Rescale only the lines of the listing from the one containing "-- sample [232,230]." through the end of the listing, both ends included. Write those lines out again, requests included, with every point coordinate in the answers multiplied by 2.15 and rounded to a whole number (halves up).

⁂

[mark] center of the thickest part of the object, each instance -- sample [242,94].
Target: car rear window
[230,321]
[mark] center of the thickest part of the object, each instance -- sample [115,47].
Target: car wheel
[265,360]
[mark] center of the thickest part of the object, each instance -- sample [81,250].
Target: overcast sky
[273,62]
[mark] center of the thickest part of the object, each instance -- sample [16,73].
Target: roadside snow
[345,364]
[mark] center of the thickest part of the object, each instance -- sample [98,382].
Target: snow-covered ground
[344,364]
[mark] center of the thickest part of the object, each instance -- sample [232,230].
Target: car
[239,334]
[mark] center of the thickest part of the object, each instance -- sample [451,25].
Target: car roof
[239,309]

⁂

*Output*:
[mark] center of the thickest part of the object, each instance -- sample [232,230].
Target: car
[514,718]
[mark] center of the thickest part of the object, each instance -- sample [451,25].
Target: car roof
[514,664]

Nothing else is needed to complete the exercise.